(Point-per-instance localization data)
========
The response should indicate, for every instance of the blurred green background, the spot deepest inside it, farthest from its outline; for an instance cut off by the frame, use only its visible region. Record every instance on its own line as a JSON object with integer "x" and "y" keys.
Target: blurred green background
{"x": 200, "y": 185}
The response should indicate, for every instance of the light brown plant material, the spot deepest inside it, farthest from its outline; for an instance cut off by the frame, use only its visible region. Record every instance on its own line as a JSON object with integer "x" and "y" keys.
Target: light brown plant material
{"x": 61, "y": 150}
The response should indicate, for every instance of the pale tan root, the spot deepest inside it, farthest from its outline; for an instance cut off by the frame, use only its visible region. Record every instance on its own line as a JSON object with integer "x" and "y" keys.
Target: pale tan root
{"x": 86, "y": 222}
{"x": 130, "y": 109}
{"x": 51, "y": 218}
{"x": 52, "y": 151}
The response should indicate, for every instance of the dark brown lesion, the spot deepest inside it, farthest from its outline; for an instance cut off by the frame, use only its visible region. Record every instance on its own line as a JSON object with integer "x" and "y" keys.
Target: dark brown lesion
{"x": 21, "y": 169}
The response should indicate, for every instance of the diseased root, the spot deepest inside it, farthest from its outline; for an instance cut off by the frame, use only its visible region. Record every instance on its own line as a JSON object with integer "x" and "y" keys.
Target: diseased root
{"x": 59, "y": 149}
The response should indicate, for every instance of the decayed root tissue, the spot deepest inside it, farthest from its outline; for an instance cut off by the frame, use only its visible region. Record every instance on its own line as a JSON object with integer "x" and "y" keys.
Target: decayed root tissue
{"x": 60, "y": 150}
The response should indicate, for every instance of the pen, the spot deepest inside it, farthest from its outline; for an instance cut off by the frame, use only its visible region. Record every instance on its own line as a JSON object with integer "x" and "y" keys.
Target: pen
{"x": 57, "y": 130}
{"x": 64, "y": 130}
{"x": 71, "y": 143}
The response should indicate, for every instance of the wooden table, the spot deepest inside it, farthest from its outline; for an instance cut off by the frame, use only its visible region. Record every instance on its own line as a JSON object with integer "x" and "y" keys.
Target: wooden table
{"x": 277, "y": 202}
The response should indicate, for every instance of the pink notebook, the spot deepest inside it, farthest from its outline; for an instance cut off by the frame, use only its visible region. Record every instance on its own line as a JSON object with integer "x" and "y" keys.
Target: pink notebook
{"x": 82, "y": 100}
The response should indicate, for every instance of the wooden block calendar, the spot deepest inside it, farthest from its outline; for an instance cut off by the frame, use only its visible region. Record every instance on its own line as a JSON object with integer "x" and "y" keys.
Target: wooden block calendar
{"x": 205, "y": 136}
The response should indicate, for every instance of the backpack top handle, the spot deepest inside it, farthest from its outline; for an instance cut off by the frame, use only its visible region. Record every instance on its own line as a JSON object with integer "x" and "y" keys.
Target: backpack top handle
========
• [Instructions to follow]: From the entries above, select each line containing the string "backpack".

• [Task response]:
The response should indicate, for every instance of the backpack top handle, the spot deepest inside it, farthest from its outline; for an instance cut off by the frame, use only its visible region. Record every instance on its own line as a JSON object with integer "x" and "y" keys.
Target: backpack top handle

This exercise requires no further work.